[Passage shown]:
Bermudagrass is one of the grasses harvested at less than 25% dry matter in tropical Florida, then bagged.
Even during the challenging hurricane season, Bob and Sam Morgan put up quality grass silage for the 8,000-cow dairy they contract with in the tropical part of Florida.
They do that by harvesting and storing the forage quite a bit below the 30-35% dry matter (DM) standard. Most times, it’s harvested at less than 25% DM.
“Harvesting at a lower percentage DM is done out of necessity and is ideal considering the situation we face over the summer months,” says Bob. “Everyone loses when you aren’t willing to adapt to the situation.”
The brothers operate Morgan Forage Harvesting. They used to custom harvest from their Rexford, KS, home base to Florida. But, five years ago, Bob moved his family near McArthur Farms, the Okeechobee, FL, dairy that now takes up the bulk of their custom work schedule.
They’ve learned, over time, how to contend with Florida’s considerable precipitation that falls during the June-through-November hurricane season.
Waiting out rain isn’t an option. Various bermudagrasses and Hermarthria grow on the farm and thrive in Florida’s climate. Letting the grasses become too mature results in a high volume of low-quality feed. “Any amount of bad feed harvested replaces good feed that could be in a ration,” says Bob. “You can never make enough good feed.”

Point-per-instance localization data:
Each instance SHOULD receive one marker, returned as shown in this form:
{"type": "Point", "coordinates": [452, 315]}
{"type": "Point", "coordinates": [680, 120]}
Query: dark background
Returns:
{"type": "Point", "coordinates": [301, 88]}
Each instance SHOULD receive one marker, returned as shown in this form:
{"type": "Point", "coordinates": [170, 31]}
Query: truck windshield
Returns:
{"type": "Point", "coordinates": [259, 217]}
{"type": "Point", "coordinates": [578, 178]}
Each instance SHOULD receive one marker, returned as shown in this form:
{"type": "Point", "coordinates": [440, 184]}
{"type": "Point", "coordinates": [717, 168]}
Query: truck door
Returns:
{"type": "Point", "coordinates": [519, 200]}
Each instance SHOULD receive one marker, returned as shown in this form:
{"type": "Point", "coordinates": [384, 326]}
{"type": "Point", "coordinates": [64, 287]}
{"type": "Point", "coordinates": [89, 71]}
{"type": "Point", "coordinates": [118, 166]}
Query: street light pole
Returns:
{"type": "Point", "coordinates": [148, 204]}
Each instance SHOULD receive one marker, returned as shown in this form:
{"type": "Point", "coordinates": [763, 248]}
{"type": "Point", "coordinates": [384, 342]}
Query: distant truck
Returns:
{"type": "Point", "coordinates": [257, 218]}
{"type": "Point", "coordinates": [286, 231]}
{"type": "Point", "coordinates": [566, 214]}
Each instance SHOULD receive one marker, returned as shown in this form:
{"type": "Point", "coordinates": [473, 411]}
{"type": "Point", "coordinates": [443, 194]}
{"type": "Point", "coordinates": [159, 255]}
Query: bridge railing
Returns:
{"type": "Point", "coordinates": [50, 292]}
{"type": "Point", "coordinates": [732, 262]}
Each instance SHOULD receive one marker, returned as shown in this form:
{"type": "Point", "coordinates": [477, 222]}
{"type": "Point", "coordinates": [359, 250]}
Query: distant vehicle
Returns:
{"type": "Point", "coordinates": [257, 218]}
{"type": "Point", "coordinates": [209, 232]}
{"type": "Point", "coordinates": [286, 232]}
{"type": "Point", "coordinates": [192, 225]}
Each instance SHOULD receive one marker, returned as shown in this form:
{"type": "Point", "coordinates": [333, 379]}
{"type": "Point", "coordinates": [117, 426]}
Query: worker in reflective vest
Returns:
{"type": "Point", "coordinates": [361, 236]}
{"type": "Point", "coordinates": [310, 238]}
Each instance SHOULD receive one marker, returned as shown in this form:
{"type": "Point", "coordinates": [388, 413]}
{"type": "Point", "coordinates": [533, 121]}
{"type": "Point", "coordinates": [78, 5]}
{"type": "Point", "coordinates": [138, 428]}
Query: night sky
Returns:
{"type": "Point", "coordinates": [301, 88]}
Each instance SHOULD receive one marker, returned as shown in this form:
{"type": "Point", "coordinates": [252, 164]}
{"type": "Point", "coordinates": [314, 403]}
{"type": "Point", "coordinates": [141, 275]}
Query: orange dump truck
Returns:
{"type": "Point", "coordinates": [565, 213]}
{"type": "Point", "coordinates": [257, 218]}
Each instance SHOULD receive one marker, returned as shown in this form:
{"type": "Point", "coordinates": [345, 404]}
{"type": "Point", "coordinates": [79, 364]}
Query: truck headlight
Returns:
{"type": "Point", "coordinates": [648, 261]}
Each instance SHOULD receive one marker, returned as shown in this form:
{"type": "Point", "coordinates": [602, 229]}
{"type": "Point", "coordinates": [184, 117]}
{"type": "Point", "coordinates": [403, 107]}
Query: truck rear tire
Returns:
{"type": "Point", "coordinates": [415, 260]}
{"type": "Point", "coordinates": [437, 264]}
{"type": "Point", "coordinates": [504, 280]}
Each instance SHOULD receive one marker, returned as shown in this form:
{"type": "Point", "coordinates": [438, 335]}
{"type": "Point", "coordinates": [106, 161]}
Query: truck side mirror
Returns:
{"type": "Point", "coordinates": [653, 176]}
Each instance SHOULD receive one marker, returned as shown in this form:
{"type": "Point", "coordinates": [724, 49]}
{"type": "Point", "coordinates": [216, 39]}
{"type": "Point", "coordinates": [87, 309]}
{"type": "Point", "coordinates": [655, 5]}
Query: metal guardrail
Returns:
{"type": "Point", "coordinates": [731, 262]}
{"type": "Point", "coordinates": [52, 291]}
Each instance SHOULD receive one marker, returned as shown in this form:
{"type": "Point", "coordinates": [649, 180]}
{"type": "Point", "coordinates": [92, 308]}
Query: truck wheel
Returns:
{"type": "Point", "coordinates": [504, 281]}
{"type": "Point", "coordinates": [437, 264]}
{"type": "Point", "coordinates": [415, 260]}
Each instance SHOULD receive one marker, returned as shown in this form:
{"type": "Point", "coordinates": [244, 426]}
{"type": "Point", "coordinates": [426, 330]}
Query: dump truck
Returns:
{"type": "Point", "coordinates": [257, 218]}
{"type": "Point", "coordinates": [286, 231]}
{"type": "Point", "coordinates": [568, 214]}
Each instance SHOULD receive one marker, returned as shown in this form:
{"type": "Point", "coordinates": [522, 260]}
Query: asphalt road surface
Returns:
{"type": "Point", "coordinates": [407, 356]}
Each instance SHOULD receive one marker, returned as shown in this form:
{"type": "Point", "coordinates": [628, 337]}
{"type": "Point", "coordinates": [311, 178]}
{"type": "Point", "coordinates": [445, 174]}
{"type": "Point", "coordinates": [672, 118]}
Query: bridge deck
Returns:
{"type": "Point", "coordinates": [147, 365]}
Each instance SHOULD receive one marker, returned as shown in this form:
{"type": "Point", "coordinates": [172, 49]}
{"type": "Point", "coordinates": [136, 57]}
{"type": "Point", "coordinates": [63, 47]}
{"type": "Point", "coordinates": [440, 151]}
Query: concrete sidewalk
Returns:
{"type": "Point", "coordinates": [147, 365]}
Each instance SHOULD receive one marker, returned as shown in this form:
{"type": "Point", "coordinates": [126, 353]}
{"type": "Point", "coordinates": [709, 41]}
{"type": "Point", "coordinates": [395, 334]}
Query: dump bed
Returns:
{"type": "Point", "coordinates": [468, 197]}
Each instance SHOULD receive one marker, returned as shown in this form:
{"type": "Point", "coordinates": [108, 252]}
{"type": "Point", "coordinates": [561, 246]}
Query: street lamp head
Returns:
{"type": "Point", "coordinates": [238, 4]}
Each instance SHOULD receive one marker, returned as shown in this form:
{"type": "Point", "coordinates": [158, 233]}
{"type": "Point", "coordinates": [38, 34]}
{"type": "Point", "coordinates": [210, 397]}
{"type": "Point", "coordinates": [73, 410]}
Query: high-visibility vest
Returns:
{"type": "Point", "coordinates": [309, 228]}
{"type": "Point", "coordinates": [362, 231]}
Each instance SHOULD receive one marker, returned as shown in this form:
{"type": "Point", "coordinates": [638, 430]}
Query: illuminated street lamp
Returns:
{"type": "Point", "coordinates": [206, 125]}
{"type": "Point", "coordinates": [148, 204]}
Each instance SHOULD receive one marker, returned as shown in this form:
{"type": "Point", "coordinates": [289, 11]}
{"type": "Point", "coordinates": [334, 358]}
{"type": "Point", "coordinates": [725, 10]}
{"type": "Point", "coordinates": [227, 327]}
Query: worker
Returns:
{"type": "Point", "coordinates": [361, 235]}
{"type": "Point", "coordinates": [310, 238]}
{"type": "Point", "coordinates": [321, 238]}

[List of tasks]:
1 – Answer these from the passage on Florida grass silage:
(a) How many cows are on the dairy the Morgans contract with?
(b) Which months does the hurricane season span?
(c) From what home base did the brothers once custom harvest down to Florida?
2 – Repeat the part of the passage on Florida grass silage starting at "Even during the" and ending at "part of Florida.".

[Answers to the problems]:
1 –
(a) 8,000
(b) June through November
(c) Rexford, KS

2 –
Even during the challenging hurricane season, Bob and Sam Morgan put up quality grass silage for the 8,000-cow dairy they contract with in the tropical part of Florida.